--- START Input records ---
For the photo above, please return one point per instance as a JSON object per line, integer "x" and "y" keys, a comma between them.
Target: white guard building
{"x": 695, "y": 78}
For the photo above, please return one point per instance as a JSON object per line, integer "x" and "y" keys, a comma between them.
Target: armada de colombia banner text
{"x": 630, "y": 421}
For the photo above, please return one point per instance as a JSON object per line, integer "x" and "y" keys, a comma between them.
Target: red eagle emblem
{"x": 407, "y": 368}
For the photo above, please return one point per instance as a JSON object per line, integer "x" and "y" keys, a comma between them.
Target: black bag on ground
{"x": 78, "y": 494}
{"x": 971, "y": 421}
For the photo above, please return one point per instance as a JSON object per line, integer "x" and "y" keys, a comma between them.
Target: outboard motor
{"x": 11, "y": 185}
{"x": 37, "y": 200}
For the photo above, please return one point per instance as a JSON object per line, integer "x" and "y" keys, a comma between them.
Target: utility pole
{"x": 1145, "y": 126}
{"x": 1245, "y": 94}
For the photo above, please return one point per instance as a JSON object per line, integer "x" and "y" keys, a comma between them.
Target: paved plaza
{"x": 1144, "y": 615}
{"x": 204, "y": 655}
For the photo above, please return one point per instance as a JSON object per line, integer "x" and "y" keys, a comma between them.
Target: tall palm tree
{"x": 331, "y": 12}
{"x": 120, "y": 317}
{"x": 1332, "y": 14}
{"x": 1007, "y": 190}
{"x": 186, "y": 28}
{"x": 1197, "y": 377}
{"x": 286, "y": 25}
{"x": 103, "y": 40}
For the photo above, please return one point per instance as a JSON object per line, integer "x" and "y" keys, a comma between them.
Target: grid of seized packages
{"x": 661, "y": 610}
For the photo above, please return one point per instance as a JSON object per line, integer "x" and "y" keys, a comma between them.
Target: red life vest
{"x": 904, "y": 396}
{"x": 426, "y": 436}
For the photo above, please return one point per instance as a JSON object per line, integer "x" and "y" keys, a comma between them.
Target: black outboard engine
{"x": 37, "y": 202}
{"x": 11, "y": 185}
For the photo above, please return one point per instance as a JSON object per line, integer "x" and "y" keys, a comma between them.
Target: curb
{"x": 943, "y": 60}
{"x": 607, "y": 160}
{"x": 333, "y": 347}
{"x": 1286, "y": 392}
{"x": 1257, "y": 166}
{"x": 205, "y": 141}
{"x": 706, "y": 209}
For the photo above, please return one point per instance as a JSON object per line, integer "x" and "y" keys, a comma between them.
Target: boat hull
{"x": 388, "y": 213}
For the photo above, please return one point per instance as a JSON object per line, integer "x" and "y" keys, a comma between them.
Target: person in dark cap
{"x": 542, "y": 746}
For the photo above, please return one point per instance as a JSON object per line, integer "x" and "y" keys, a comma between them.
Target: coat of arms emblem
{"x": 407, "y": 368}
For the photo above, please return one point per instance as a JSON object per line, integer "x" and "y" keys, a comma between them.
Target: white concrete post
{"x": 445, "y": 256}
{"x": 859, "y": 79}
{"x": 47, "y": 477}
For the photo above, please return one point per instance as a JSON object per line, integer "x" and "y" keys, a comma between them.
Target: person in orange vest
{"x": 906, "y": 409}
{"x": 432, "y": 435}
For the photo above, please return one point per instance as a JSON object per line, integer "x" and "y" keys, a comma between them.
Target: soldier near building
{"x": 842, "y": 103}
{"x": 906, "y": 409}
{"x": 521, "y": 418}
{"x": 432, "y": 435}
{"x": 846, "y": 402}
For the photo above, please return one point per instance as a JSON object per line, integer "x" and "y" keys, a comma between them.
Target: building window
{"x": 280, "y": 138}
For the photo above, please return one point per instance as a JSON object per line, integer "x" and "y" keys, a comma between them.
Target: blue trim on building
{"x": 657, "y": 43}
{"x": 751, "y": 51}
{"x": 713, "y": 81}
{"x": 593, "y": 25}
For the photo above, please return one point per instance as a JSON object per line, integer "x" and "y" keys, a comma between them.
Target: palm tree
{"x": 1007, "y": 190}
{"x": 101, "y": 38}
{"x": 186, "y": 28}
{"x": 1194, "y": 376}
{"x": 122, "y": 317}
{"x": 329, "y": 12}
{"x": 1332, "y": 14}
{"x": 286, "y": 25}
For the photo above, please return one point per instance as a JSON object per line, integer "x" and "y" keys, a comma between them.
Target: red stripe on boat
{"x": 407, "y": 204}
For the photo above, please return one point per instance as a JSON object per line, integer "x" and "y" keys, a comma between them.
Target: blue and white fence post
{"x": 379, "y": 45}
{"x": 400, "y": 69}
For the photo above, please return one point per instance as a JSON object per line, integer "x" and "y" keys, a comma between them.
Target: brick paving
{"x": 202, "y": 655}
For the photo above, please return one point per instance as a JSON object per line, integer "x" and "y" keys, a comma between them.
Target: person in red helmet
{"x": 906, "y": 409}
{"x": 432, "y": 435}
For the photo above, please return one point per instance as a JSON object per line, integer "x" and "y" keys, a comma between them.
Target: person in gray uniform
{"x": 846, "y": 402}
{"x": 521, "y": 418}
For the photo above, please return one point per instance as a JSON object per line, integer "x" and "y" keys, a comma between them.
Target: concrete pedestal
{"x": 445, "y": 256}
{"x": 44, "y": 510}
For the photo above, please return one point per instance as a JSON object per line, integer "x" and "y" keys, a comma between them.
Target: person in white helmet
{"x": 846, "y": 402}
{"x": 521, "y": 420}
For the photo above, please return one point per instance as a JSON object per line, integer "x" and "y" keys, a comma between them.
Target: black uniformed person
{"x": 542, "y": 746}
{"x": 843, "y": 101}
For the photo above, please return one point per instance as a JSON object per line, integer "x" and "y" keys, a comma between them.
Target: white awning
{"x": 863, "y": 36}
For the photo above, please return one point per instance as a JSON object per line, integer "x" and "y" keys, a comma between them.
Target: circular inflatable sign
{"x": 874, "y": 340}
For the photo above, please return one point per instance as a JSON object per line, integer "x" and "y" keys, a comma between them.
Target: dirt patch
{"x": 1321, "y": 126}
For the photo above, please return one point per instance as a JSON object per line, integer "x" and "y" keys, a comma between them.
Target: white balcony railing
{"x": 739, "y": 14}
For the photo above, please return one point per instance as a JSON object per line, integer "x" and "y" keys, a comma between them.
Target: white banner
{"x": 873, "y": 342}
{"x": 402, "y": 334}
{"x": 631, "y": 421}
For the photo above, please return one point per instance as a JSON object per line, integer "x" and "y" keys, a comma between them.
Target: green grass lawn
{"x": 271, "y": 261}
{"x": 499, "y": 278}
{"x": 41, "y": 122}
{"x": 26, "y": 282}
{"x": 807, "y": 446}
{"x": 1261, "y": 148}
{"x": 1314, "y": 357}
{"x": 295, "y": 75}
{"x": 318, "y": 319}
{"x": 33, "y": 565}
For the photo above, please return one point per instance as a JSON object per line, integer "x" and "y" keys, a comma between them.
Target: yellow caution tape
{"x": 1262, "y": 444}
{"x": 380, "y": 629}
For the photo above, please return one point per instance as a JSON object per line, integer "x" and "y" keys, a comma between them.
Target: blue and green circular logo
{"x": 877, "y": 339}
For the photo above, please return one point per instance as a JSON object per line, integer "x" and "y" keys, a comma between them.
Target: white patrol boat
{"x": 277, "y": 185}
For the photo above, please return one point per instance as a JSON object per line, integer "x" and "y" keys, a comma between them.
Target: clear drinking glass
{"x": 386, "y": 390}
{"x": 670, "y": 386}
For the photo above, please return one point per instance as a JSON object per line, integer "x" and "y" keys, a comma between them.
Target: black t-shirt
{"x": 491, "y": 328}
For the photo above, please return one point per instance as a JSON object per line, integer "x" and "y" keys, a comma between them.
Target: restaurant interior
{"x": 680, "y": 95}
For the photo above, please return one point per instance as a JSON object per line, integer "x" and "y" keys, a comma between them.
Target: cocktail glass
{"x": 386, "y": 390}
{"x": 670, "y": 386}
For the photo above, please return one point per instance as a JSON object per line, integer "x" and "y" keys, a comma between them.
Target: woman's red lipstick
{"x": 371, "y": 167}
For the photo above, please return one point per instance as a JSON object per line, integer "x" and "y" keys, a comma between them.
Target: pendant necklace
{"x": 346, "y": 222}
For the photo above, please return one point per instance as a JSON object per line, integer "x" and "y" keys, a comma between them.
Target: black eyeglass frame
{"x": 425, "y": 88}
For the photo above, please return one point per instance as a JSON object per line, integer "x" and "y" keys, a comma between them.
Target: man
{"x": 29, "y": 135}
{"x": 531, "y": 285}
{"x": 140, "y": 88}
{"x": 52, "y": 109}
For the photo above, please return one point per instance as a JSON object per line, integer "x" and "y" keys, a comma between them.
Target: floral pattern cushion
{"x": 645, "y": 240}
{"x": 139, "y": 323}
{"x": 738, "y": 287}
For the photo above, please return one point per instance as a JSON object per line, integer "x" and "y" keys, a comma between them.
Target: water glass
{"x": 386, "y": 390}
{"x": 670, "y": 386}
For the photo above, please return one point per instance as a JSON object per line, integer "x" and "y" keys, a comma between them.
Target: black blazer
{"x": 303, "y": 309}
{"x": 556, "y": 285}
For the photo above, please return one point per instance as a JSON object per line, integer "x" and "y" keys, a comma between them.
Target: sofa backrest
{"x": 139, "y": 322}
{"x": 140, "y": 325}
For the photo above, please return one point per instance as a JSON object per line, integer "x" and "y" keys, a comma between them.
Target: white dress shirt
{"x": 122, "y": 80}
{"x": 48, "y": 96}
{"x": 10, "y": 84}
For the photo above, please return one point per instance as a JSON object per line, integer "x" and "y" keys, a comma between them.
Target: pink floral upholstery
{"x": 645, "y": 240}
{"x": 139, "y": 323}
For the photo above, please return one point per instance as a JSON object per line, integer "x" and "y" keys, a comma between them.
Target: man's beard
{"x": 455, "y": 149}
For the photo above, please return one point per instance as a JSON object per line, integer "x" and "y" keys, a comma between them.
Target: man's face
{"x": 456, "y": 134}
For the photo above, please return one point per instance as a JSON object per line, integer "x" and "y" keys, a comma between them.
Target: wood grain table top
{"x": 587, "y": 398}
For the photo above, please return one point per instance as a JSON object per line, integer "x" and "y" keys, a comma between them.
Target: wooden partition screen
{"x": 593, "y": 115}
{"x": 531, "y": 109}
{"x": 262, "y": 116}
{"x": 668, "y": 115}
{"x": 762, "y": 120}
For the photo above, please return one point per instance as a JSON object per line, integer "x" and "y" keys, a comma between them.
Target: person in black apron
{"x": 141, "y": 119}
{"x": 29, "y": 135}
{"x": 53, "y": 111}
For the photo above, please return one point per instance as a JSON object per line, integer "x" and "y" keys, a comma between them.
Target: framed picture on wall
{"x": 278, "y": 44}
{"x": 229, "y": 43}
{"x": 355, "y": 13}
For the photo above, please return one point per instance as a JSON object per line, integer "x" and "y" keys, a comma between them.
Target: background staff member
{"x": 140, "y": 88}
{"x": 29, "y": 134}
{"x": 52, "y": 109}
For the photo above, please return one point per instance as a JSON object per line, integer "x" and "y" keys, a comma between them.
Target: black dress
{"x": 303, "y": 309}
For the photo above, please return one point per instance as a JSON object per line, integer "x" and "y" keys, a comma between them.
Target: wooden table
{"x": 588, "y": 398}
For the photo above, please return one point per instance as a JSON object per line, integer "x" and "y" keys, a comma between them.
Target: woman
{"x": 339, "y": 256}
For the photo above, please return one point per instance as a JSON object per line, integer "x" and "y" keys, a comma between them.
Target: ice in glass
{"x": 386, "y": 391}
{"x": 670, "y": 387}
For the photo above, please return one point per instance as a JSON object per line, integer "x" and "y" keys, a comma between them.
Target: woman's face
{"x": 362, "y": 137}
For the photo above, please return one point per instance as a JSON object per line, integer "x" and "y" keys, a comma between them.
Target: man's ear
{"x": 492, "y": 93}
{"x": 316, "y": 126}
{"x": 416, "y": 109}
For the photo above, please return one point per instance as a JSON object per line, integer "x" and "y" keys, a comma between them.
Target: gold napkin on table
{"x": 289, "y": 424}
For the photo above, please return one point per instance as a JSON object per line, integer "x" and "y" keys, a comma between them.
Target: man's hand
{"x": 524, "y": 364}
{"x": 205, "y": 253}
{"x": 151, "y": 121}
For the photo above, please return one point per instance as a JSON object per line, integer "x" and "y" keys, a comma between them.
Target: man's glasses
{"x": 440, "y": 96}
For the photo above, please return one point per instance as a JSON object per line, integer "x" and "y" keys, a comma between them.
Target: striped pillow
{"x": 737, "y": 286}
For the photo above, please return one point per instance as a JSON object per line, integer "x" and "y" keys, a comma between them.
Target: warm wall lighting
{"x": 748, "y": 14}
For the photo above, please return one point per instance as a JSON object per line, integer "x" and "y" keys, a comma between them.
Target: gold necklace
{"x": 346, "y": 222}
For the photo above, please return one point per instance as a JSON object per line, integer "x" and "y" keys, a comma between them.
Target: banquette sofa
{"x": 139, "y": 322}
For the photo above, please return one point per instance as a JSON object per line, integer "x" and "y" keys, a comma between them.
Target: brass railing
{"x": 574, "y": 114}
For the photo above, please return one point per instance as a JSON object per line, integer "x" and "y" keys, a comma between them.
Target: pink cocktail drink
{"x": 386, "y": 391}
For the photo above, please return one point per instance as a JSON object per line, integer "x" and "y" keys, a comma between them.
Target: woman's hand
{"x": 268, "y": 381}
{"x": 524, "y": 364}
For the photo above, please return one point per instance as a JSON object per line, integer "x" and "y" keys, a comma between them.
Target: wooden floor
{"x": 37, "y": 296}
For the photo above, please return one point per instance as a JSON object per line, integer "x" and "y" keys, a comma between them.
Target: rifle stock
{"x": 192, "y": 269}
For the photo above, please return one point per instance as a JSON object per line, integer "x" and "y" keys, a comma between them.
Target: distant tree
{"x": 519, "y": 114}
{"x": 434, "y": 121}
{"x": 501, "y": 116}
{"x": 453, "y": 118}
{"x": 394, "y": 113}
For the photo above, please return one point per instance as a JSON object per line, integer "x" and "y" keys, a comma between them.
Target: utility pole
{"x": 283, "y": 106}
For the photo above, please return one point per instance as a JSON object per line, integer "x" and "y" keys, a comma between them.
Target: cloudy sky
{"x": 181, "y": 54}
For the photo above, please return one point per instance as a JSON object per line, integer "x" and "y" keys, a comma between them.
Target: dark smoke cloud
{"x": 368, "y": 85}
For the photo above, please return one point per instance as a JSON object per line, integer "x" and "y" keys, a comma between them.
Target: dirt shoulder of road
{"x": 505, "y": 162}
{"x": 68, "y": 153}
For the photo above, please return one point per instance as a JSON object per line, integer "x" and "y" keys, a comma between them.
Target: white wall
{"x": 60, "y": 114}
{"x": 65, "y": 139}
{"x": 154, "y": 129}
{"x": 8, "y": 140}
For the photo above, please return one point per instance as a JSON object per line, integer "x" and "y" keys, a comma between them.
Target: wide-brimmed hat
--- END Input records ---
Description of the task
Please return every line above that contains the word "boat", copying each one in full.

Complete response
Target: boat hull
Target: red stripe on boat
Target: white patrol boat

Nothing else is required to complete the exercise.